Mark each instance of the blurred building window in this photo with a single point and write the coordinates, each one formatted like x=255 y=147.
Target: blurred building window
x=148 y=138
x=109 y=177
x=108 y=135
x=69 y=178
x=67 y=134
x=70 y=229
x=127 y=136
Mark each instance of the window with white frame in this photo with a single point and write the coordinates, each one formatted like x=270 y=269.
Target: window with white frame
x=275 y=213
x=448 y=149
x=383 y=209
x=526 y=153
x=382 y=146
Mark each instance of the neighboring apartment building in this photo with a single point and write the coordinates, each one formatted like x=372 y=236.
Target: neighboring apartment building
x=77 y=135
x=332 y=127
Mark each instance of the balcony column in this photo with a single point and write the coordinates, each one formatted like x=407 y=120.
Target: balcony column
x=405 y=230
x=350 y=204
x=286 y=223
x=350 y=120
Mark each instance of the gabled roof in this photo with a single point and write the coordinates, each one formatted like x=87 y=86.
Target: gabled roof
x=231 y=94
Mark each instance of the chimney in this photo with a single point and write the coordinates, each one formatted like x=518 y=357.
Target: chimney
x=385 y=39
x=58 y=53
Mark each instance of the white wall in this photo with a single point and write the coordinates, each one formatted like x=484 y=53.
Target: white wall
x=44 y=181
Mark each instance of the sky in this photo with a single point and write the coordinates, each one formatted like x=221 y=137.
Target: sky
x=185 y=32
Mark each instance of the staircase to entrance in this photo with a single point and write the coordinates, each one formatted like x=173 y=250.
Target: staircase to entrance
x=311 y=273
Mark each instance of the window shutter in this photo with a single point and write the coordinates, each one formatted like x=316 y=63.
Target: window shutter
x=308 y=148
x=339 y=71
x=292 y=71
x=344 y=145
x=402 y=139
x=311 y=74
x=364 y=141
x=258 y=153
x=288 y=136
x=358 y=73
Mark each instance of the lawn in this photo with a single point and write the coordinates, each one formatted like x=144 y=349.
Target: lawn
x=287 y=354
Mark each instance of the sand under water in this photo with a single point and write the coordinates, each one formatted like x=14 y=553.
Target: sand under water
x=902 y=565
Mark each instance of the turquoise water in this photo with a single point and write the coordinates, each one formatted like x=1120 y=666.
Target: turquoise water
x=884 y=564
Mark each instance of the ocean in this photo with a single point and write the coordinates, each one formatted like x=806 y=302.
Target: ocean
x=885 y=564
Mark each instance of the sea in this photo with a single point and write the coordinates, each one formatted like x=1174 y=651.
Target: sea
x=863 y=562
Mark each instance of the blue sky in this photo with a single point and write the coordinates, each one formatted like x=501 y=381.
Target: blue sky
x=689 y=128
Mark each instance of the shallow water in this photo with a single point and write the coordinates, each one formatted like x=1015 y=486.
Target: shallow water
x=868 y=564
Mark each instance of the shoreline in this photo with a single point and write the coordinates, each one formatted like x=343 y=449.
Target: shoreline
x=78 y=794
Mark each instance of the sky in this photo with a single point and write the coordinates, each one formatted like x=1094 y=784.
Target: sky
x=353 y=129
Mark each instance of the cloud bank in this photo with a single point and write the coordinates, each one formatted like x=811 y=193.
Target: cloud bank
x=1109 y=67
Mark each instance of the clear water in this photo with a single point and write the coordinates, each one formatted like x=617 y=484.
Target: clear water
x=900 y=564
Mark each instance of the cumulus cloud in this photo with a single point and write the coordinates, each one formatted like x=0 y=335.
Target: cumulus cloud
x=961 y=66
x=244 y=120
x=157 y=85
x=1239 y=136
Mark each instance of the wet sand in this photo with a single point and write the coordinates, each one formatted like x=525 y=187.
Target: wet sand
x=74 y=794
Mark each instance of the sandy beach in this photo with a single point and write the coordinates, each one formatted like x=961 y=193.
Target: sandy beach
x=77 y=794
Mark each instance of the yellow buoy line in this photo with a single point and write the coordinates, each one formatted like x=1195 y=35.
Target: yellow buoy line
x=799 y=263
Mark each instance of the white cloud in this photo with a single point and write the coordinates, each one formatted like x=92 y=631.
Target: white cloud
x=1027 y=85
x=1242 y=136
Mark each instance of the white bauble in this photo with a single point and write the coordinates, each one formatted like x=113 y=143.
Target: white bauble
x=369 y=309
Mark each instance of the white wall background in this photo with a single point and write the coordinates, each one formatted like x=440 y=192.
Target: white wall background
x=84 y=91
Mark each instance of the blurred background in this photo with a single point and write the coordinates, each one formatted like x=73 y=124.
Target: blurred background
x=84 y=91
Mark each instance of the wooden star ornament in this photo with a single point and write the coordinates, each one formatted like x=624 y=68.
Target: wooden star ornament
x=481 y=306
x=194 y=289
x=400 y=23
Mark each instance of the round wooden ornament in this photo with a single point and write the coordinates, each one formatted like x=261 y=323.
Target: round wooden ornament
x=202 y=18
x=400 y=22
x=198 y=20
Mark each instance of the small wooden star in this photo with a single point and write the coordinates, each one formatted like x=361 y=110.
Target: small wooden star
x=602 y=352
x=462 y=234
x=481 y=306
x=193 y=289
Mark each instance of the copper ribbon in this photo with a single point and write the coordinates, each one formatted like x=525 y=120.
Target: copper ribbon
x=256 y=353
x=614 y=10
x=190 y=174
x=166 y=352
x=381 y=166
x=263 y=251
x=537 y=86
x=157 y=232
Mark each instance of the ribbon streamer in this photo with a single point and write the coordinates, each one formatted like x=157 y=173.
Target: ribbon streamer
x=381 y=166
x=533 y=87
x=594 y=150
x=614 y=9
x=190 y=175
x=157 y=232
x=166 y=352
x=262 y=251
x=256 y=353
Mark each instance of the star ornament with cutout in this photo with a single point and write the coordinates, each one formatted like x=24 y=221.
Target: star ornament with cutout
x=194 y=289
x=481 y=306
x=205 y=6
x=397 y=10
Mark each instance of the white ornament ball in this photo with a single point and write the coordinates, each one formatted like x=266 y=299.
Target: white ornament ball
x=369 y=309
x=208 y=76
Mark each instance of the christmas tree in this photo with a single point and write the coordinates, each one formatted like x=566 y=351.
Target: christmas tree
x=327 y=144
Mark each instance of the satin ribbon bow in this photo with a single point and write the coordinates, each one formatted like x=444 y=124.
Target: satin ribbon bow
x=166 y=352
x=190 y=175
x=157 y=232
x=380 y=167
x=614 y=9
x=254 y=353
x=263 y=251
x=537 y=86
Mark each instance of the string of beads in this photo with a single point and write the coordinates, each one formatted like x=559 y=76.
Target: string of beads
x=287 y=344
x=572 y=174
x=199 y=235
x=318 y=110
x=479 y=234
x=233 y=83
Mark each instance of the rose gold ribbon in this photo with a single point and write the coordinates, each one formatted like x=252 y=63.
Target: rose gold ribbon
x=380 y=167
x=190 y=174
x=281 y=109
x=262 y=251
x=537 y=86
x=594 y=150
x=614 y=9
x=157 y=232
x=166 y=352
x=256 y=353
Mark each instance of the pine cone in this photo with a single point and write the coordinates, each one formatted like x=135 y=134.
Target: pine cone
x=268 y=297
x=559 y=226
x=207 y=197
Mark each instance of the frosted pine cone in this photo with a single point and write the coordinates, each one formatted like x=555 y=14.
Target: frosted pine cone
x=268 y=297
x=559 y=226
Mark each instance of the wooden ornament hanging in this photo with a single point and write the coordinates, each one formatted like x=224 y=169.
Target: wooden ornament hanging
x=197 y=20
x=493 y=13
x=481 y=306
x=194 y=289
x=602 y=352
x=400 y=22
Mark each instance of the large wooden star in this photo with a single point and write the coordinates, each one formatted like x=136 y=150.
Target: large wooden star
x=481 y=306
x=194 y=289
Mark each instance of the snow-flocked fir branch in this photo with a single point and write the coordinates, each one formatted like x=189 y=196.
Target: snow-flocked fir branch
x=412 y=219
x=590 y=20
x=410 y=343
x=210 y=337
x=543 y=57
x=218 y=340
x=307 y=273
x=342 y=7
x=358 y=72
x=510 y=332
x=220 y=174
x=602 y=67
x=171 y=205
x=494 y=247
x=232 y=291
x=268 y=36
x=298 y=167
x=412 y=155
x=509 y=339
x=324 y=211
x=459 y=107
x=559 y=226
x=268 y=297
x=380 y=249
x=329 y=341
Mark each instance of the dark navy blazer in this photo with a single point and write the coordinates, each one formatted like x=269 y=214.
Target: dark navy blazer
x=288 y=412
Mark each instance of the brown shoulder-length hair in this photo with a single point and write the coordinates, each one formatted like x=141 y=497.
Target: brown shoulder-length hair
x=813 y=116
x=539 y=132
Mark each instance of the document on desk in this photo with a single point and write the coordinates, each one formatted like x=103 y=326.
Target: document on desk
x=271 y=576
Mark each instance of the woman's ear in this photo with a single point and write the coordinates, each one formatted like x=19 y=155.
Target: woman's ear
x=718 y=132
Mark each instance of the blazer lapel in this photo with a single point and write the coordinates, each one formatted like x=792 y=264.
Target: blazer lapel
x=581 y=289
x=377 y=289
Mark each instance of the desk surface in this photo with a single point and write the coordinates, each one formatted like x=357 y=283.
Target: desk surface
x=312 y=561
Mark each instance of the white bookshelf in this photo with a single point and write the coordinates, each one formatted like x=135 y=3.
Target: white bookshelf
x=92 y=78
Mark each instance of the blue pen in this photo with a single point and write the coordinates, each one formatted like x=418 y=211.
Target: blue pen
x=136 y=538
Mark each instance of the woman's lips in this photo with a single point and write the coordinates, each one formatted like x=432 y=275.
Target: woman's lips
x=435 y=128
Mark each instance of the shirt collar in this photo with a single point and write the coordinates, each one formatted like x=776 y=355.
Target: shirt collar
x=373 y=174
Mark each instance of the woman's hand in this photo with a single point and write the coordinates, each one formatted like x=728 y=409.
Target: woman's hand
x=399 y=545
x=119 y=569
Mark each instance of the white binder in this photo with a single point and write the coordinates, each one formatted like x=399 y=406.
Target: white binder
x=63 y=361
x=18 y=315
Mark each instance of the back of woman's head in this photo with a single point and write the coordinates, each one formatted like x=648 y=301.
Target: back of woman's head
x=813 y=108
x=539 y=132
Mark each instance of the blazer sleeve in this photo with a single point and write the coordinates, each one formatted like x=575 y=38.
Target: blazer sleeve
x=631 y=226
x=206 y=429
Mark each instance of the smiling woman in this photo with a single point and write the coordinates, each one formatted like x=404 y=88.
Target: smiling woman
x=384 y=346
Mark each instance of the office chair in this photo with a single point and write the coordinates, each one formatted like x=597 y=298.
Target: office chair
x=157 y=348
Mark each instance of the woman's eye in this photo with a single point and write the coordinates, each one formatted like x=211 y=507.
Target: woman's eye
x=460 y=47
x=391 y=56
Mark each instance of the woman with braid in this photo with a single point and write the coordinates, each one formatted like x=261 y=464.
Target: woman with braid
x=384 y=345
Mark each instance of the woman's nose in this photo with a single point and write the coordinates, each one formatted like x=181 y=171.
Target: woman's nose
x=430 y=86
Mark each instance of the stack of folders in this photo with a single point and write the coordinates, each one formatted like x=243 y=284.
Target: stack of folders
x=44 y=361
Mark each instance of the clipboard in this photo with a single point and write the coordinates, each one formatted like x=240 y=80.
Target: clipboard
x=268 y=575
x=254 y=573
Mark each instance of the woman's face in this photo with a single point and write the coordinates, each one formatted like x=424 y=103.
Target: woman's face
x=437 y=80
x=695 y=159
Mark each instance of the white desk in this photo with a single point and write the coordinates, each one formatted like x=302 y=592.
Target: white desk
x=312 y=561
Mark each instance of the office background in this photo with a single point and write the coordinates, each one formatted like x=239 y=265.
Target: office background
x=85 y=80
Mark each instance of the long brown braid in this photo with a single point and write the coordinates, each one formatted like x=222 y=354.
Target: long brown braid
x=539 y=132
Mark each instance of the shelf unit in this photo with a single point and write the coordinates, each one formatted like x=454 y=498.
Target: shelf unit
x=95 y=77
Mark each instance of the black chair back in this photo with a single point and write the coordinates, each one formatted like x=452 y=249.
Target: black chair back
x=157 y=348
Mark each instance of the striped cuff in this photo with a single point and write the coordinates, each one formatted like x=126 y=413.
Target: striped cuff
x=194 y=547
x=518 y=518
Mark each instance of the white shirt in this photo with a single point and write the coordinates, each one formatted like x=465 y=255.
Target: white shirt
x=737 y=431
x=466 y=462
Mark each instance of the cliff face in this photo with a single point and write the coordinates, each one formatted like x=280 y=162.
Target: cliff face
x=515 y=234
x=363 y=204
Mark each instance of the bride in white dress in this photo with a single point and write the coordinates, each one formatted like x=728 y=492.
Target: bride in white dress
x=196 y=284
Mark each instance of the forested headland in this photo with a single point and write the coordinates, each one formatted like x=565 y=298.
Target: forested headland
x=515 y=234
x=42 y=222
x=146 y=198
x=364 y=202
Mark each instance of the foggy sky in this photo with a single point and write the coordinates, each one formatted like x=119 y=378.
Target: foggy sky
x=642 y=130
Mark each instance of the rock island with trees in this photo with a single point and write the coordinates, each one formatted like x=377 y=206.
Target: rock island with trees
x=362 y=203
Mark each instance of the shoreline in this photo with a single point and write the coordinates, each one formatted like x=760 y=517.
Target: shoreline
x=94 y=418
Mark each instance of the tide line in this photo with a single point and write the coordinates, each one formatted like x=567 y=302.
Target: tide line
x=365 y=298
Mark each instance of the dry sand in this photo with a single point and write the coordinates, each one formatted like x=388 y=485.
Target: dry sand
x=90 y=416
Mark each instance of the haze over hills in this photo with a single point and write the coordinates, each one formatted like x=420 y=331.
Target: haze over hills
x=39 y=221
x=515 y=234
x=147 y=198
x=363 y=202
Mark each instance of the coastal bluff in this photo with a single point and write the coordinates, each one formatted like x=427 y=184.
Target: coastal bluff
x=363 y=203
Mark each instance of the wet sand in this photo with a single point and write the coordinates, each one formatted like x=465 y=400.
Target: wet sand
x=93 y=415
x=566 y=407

#### [WHAT NEEDS TO BE DONE]
An exact copy of the lines above, from the one containing "Target: window shutter" through the one containing "Mark each instance of the sand under", is the whole of the answer.

#### [COMPLETED EXERCISE]
Target: window shutter
x=308 y=148
x=339 y=71
x=292 y=71
x=344 y=145
x=402 y=139
x=311 y=74
x=364 y=141
x=258 y=153
x=288 y=136
x=358 y=73
Mark each instance of the lawn in this photo with a single point and write the coordinates, each one formatted like x=144 y=349.
Target: lawn
x=287 y=354
Mark each instance of the sand under water in this photo with a single point and write the coordinates, each one formatted like x=14 y=553.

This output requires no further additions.